* **Your objective**
Starting at the line that contains "Guideline: for every instance of the caribou ear, the" and ending at the last line of the material, put those lines into a JSON list of strings with one string per line, leaving out blank lines.

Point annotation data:
-------
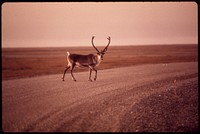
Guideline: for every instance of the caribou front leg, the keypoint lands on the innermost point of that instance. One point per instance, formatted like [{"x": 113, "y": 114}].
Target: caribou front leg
[
  {"x": 65, "y": 72},
  {"x": 72, "y": 73},
  {"x": 95, "y": 78},
  {"x": 90, "y": 72}
]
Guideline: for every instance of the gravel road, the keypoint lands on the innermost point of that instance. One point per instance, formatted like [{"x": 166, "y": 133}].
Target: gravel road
[{"x": 144, "y": 98}]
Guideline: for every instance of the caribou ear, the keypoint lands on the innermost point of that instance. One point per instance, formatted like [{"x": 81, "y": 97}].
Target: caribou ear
-------
* **Answer in full**
[
  "Guideline: for every instance of the caribou ear, the keypoint lands on the innermost point of that instance. One point per instance, formatted like [{\"x\": 81, \"y\": 97}].",
  "Target: caribou ear"
]